[Exercise] Rewrite all the items below as one numbered list, with no blank lines. Leave the pictures out of your answer.

[Supplied data]
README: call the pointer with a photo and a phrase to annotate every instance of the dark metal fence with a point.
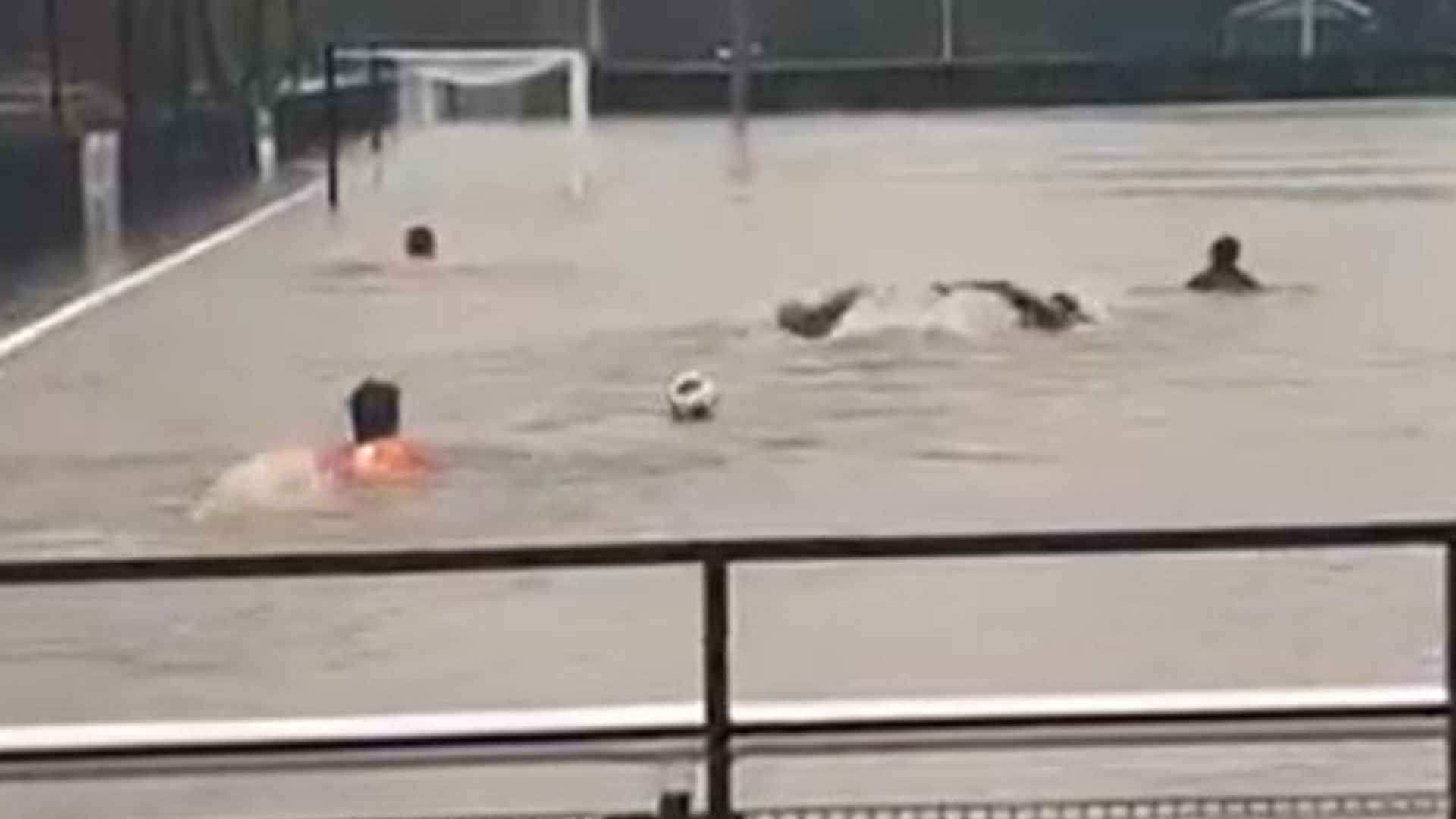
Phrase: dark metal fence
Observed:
(723, 729)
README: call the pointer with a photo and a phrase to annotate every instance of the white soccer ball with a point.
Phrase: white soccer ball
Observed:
(692, 397)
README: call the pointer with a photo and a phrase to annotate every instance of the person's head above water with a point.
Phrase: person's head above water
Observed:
(1225, 253)
(419, 242)
(375, 411)
(1069, 306)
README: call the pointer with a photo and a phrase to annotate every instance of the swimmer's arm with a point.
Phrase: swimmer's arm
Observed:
(999, 286)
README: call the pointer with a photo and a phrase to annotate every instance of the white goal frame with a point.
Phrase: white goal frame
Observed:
(530, 63)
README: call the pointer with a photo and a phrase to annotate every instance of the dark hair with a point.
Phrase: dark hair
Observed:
(375, 410)
(1225, 251)
(419, 242)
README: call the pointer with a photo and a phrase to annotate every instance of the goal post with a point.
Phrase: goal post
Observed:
(419, 72)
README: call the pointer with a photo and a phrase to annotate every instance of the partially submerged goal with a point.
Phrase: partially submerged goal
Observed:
(443, 85)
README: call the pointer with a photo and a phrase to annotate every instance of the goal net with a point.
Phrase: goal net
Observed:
(514, 101)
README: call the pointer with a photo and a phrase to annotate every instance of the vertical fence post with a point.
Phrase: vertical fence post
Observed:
(127, 55)
(946, 31)
(296, 44)
(717, 695)
(53, 58)
(331, 121)
(376, 99)
(1449, 596)
(181, 55)
(740, 80)
(596, 36)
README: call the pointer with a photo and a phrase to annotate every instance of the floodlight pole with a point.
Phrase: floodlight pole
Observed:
(53, 58)
(1308, 30)
(740, 79)
(331, 115)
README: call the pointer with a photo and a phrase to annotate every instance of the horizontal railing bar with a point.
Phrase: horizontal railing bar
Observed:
(685, 720)
(444, 560)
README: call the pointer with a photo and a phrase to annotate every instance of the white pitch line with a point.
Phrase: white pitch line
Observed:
(66, 314)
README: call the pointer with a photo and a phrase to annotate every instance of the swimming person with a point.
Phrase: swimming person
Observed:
(306, 479)
(1050, 314)
(1223, 273)
(379, 452)
(419, 242)
(817, 319)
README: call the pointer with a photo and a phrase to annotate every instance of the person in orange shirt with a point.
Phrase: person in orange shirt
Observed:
(309, 479)
(379, 452)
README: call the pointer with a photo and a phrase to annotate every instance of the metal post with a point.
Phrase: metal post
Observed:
(127, 55)
(1308, 30)
(740, 80)
(946, 31)
(595, 30)
(1449, 595)
(182, 55)
(258, 53)
(718, 717)
(296, 44)
(376, 101)
(53, 57)
(331, 121)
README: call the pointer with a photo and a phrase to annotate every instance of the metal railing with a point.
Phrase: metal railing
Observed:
(717, 723)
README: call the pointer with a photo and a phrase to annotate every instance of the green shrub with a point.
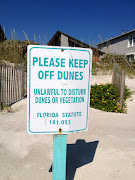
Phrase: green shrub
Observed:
(105, 97)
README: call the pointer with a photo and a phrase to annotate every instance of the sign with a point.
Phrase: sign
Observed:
(58, 89)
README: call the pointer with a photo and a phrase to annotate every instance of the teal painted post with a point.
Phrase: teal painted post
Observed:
(59, 156)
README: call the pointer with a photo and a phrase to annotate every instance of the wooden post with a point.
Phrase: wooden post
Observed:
(59, 156)
(122, 88)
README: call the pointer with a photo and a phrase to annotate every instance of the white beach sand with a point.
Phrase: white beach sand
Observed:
(29, 157)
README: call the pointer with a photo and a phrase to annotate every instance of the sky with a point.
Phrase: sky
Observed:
(86, 20)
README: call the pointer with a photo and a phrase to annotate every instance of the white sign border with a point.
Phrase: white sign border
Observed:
(29, 85)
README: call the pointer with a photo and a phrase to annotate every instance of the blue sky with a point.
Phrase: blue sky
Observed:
(82, 19)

[Problem solution]
1. README: call the pointer with a photo and a phrase to annotate every instance of the dark metal fence with a point.
2. Phrase: dark metal fence
3. Observed:
4. (723, 729)
5. README: call the pointer with a photo and a phrase to annotate every instance of the white soccer ball with a point.
6. Phrase: white soccer ball
7. Observed:
8. (692, 397)
9. README: call the pointer with a photo and a phrase to annotate every instance of the person's head above water with a point.
10. Phrase: person's head above water
11. Observed:
12. (1225, 253)
13. (419, 242)
14. (375, 411)
15. (1069, 306)
16. README: call the pointer with a photo and a phrase to annotate every instance of the swimmer's arm with a point.
17. Phrase: swimmer's arm
18. Observed:
19. (999, 286)
20. README: call the pointer with a photo and a phrase to annotate every instance of the white goal frame with a point.
21. Phrase: white goal frame
22. Observed:
23. (530, 63)
24. README: call the pointer with a photo and a phrase to annotate every instance of the dark hair with a point.
25. Phrase: dark hair
26. Observed:
27. (375, 410)
28. (1225, 251)
29. (419, 242)
30. README: call the pointer with a photo and a phrase to annotate every instance of the goal post with a point.
31. Phrase: goal post
32. Observed:
33. (419, 72)
34. README: call the pointer with a photo and a phrase to annotate every instance of the partially submerged goal with a point.
35. Phrase: partially submerged goal
36. Observed:
37. (443, 85)
38. README: call the pointer with a photo and a phrase to annotate every instance of the goal net with a point.
39. Phrase: goal net
40. Observed:
41. (514, 101)
42. README: call the pointer with a photo and a phrase to annotate every instance of the vertical fence post with a point.
43. Phrase: vertical fence post
44. Observed:
45. (127, 55)
46. (946, 31)
47. (296, 44)
48. (717, 695)
49. (53, 58)
50. (331, 121)
51. (376, 99)
52. (1449, 596)
53. (181, 55)
54. (740, 80)
55. (596, 36)
56. README: call the pointer with a photo and a phrase to annotate every instance of the floodlight pole with a point.
57. Phrase: floodlight pole
58. Observed:
59. (53, 58)
60. (1308, 30)
61. (740, 79)
62. (331, 115)
63. README: call the pointer with a photo and a phrase to annotate every instance of the horizontal railing bar with a point.
64. Phrase: horizontal railing bar
65. Observed:
66. (685, 720)
67. (444, 560)
68. README: call the pointer with a photo and a phrase to annotate every instance of the white pitch line with a point.
69. Phrase: white pitch line
70. Observed:
71. (66, 314)
72. README: call the pointer with a photo and a phrase to annotate every instance of the swimming person with a point.
73. Phrase: swimming person
74. Observed:
75. (306, 479)
76. (1050, 314)
77. (1223, 273)
78. (379, 452)
79. (419, 242)
80. (817, 319)
81. README: call the pointer with a photo and a phrase to annotate every instance of the person in orange shirt with a point.
82. Phrase: person in orange shirt
83. Observed:
84. (309, 479)
85. (379, 452)
86. README: call the pointer with a photo and a phrase to annotate every instance of the metal post with a point.
87. Phrase: metal post
88. Observed:
89. (127, 55)
90. (1308, 30)
91. (740, 80)
92. (946, 31)
93. (595, 30)
94. (1449, 595)
95. (182, 55)
96. (258, 53)
97. (718, 717)
98. (296, 44)
99. (376, 101)
100. (53, 57)
101. (331, 121)
102. README: call the pointer with a photo and a phrase to annotate every instance of the metal railing with a point.
103. Phrase: metal railing
104. Observed:
105. (717, 723)
106. README: call the pointer with a photo and a phrase to annotate every instance of the green shrub with a point.
107. Phrase: green shrub
108. Observed:
109. (105, 97)
110. README: call the pointer with a photo and a phrase to annotate every instance of the sign with a point.
111. Phrase: sign
112. Observed:
113. (58, 89)
114. README: call the pointer with a photo and a phrase to annotate every instance of the teal painted post with a point.
115. Phrase: teal painted post
116. Observed:
117. (59, 156)
118. README: call the pointer with a photo and a phrase to annotate every instance of the wooden post with a point.
119. Phrase: wooden post
120. Observed:
121. (59, 156)
122. (122, 88)
123. README: call the pointer with a photo and a phrase to annotate every instance of the white beach sand with a point.
124. Phrase: white beach sand
125. Observed:
126. (29, 157)
127. README: call the pointer with a photo and a phrase to annotate every instance of the sky with a point.
128. Phrase: sky
129. Observed:
130. (86, 20)
131. README: call the pointer with a photo and a phrase to annotate every instance of the white sign border with a point.
132. Phrase: white sign border
133. Observed:
134. (29, 85)
135. README: call the pointer with a photo and a phrase to annotate every instance of the blue sky with a point.
136. Phrase: blue sky
137. Observed:
138. (82, 19)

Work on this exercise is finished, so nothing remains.